[Region pointing data]
========================

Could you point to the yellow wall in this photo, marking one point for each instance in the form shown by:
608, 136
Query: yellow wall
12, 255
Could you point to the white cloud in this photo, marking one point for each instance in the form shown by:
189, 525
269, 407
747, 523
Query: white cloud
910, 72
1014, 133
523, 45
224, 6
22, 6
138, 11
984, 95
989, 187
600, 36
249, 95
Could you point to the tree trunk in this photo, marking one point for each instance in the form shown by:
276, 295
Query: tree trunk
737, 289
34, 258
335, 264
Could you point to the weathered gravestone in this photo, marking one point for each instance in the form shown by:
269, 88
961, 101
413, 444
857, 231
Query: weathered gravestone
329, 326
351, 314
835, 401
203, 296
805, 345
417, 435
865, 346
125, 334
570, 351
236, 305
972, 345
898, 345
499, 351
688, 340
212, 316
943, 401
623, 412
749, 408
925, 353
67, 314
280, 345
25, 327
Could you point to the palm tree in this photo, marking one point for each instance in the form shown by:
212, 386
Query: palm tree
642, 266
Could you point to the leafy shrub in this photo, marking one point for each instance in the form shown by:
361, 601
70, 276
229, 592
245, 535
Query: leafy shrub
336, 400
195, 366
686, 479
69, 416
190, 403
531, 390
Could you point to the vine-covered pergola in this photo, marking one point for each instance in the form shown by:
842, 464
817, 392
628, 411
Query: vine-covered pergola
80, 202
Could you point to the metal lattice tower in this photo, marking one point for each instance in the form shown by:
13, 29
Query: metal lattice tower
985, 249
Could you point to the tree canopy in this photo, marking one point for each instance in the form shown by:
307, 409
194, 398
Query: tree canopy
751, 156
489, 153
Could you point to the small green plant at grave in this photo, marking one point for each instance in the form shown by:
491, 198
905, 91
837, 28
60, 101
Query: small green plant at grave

========================

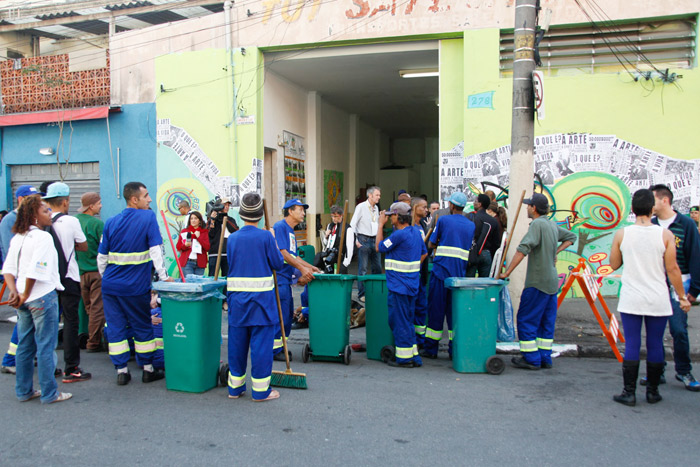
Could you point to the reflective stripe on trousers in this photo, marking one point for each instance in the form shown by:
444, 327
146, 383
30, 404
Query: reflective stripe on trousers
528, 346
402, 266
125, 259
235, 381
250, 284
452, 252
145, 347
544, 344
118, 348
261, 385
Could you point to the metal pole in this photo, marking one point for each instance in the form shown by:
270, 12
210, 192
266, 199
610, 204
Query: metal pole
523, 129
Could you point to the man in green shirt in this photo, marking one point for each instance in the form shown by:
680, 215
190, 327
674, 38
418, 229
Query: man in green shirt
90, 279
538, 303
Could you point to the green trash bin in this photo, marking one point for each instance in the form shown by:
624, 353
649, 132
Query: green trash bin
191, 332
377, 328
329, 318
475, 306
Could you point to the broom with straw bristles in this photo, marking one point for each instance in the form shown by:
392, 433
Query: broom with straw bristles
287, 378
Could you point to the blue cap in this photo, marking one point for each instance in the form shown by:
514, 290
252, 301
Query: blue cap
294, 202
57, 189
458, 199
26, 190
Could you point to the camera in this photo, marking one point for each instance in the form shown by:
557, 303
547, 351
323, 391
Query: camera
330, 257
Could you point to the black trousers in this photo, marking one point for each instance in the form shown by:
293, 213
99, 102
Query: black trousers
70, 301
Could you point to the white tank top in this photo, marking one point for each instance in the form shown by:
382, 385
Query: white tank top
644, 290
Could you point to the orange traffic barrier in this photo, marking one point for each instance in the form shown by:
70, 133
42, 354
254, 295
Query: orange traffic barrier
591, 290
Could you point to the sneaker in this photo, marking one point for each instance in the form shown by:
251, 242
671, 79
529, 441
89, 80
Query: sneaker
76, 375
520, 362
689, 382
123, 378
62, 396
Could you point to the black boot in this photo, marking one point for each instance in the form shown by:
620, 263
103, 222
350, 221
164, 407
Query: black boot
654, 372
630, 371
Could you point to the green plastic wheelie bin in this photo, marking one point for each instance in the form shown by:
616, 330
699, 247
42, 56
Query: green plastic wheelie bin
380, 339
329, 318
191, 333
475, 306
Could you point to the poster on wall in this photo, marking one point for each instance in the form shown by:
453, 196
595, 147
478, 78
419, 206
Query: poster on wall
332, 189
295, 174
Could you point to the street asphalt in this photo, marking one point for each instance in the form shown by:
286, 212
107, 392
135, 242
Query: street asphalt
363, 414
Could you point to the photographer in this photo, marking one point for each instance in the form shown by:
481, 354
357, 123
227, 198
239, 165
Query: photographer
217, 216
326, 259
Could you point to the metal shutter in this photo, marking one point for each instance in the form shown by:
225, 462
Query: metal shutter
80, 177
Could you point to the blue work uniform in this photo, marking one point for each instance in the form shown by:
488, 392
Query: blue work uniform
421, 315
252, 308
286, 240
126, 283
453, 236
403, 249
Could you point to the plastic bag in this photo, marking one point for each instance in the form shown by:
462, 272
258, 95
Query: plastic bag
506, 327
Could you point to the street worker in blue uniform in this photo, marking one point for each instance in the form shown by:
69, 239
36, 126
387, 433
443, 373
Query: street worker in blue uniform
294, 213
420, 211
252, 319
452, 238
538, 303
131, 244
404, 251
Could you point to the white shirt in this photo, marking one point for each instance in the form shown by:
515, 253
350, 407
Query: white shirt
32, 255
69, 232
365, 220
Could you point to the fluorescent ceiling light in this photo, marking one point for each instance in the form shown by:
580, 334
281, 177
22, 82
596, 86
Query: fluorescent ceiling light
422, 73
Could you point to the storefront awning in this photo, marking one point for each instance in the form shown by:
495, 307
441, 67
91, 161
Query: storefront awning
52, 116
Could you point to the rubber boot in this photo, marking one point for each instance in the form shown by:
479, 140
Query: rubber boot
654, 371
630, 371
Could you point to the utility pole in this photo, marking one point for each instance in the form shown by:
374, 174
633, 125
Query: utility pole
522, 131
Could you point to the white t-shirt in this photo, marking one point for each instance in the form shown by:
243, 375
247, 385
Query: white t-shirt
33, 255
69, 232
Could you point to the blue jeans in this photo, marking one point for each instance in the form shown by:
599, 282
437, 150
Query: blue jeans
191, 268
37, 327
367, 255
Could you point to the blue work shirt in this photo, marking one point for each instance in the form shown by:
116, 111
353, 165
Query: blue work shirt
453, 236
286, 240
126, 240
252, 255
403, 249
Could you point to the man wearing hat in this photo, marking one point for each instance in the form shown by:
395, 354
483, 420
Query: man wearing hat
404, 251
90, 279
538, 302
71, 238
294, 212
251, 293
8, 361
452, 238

========================

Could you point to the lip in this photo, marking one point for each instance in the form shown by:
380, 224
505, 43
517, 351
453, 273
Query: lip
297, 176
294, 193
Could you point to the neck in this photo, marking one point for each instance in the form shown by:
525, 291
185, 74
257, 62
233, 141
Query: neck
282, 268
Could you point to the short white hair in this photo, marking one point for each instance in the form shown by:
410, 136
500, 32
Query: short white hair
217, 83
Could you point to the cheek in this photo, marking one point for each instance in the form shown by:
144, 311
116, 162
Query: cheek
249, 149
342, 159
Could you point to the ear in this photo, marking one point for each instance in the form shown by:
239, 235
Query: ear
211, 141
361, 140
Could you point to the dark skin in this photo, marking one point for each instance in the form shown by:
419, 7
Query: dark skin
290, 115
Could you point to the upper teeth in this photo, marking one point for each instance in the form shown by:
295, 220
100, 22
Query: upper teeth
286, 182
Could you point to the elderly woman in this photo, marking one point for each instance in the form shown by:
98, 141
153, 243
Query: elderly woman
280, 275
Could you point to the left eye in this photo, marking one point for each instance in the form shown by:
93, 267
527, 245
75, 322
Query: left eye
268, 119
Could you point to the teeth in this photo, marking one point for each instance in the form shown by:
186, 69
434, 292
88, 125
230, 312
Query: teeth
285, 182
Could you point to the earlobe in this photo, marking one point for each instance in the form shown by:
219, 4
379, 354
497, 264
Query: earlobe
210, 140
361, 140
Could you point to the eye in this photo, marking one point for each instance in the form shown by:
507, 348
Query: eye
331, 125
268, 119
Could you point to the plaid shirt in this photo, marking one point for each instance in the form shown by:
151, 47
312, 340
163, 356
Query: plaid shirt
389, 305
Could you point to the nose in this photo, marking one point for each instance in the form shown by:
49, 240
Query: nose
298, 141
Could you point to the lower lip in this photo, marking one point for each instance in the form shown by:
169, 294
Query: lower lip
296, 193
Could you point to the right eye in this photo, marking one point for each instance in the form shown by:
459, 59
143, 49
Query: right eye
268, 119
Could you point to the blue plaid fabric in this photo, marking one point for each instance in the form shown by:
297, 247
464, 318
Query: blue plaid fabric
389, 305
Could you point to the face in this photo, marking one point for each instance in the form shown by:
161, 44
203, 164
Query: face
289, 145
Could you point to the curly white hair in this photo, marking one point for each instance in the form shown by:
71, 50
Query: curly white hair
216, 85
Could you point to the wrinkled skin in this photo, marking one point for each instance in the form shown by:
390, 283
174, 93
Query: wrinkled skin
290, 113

========================

#### [What the task requires]
Filter the records above down to the lines that hold the string "plant".

#### [Your response]
Could you point to the small green plant at grave in this photo, marking one point for each instance in the form shown by:
Query: small green plant at grave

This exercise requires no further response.